[start]
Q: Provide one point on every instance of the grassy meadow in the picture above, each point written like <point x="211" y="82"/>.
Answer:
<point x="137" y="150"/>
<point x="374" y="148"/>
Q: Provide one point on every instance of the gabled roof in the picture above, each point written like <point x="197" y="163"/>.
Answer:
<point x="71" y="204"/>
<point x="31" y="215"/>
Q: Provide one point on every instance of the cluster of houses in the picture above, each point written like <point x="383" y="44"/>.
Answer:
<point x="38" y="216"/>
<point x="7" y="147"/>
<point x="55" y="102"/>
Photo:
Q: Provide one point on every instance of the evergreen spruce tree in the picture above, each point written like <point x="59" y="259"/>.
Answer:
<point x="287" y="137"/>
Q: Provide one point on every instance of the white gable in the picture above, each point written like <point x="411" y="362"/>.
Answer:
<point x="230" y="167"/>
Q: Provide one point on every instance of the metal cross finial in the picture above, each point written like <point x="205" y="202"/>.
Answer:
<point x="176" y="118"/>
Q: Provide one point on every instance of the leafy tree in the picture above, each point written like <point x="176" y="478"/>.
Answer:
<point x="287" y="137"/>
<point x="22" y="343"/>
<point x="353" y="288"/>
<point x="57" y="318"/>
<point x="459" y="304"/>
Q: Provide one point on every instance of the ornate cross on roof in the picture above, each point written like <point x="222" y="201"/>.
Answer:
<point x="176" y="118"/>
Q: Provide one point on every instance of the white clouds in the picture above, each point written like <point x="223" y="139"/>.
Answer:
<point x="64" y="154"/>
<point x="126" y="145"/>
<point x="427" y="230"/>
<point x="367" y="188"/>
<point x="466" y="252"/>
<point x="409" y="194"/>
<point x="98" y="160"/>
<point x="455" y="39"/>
[end]
Present every line of the data above as a numbered list, leaving out blank lines.

▶ _Solution for this exercise_
1. Q: Provide one point on every instance of the grassy meadow in the picture above, each point written like <point x="211" y="82"/>.
2. Answer:
3. <point x="137" y="150"/>
4. <point x="374" y="148"/>
5. Q: Provide one point on every instance of the gabled roof in the picture above, each point written like <point x="197" y="163"/>.
6. Answer:
7. <point x="71" y="204"/>
8. <point x="31" y="215"/>
9. Q: Provide one point on every instance of the cluster of houses in the picture above, each point written like <point x="383" y="44"/>.
10. Answer:
11. <point x="38" y="216"/>
12. <point x="7" y="147"/>
13. <point x="55" y="102"/>
14. Photo:
15. Q: Provide one point on every instance of the evergreen spruce tree in the picture above, each point written like <point x="59" y="259"/>.
16. Answer:
17. <point x="287" y="137"/>
18. Q: Provide one point on every instance of the white gable in the picture above, each point written like <point x="411" y="362"/>.
19. Answer:
20. <point x="230" y="167"/>
21. Q: Provide one point on every instance of the metal cross finial in the picture above, each point written like <point x="205" y="202"/>.
22. Answer:
23. <point x="176" y="118"/>
24. Q: Provide one point on every instance of the leafy tree in the picture above, each point written like <point x="176" y="478"/>.
25. Answer:
26. <point x="287" y="137"/>
27. <point x="22" y="343"/>
28. <point x="353" y="288"/>
29. <point x="57" y="318"/>
30. <point x="459" y="304"/>
31. Q: Provide one point on every instance of the ornate cross on roof in the picture above, each point written like <point x="222" y="201"/>.
32. Answer:
33. <point x="176" y="118"/>
34. Q: Provide one point on every instance of the white clouds in the picture above, each point written like <point x="223" y="139"/>.
35. Answer:
36. <point x="64" y="154"/>
37. <point x="126" y="145"/>
38. <point x="427" y="230"/>
39. <point x="367" y="188"/>
40. <point x="466" y="252"/>
41. <point x="409" y="194"/>
42. <point x="98" y="160"/>
43. <point x="455" y="39"/>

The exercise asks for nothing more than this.